┌────────

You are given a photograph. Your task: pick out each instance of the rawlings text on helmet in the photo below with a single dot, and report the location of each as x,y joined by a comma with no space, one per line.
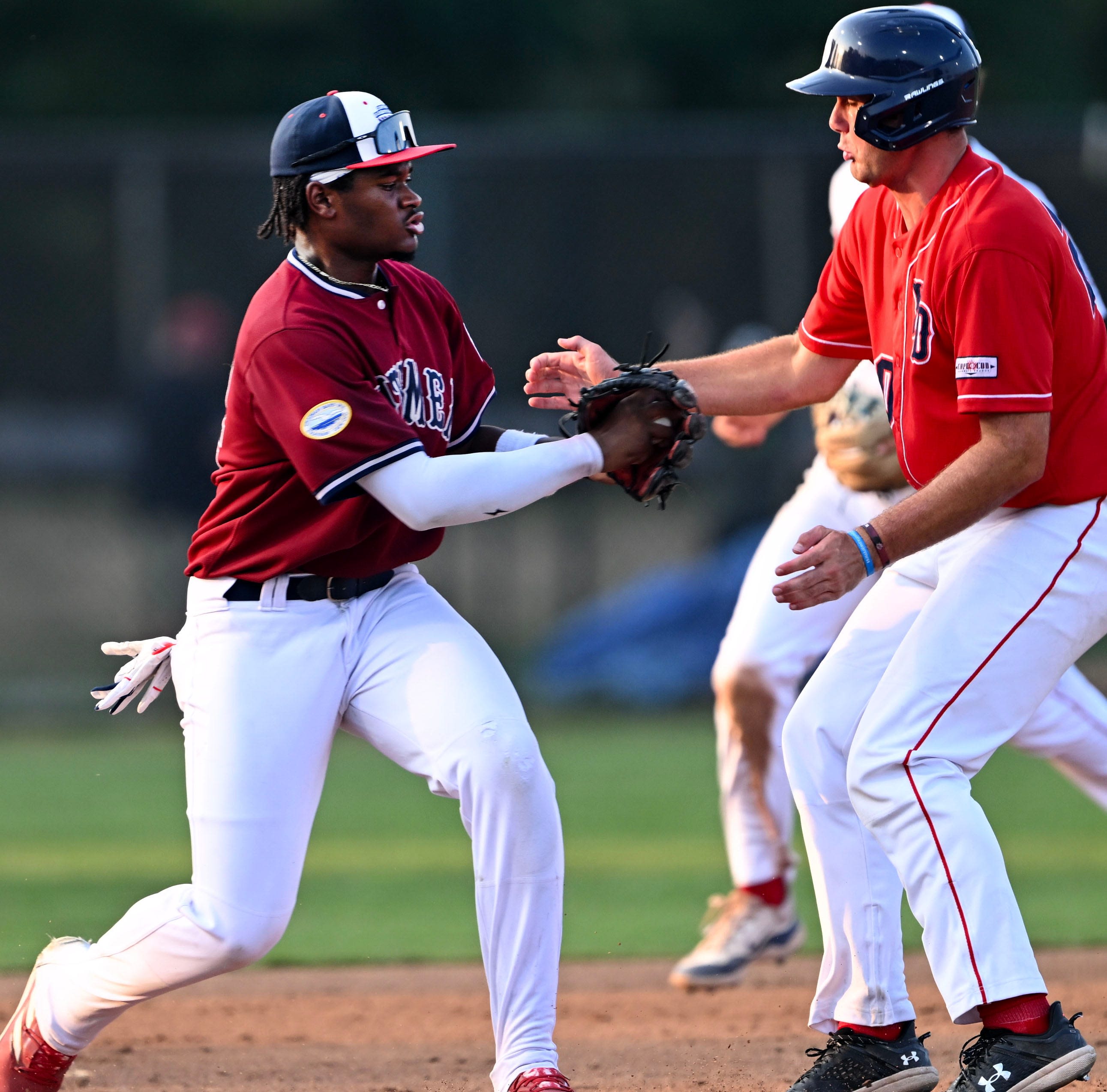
918,71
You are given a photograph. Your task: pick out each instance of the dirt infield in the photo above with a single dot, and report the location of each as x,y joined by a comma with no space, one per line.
405,1029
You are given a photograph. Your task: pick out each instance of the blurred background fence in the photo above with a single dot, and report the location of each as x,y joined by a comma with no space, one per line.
131,267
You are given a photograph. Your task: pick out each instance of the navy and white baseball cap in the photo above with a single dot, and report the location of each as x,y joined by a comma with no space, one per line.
341,131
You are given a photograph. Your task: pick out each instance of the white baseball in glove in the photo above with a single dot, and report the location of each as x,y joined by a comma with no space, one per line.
151,663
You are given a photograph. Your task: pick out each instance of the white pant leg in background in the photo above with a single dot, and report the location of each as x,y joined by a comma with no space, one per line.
1070,730
264,686
947,658
781,646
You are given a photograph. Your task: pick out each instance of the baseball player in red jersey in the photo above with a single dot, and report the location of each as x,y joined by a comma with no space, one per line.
352,377
967,295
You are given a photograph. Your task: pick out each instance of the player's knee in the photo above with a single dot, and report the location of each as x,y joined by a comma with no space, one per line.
237,937
876,781
502,758
745,697
249,939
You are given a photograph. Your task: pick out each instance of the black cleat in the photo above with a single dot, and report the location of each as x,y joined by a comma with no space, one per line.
852,1060
1003,1061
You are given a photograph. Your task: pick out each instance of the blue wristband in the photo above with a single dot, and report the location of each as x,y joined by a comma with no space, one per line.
866,556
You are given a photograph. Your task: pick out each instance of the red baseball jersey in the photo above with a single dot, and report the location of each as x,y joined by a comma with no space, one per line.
980,308
328,384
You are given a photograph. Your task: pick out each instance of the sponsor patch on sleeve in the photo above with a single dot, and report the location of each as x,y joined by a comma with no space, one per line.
327,420
977,368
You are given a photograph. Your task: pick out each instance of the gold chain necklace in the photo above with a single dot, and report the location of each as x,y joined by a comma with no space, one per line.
335,280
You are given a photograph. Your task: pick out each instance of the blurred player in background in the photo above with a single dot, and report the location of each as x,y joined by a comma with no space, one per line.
352,436
768,651
969,297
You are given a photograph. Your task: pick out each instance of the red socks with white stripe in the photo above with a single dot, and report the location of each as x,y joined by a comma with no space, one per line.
773,892
1026,1015
886,1032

└────────

▶ **SHORT PROBLEM**: Only the lines from the one containing "the blurred player" to the end of the data should be printed, exactly as they stand.

▶ **WRITTEN ANSWER**:
You are given a photograph. Your task: pick out each instance of the blurred player in background in the photo above with a single dot, and report the location of each as x,y joined by a comma with no space, one per line.
352,436
768,651
969,297
You are given a photograph. Your task: pick out each instance of the red socks with white stripe in the photo above with a single dot, and report the location of each as x,y joined by a comma with no space, one per line.
773,892
1026,1015
886,1032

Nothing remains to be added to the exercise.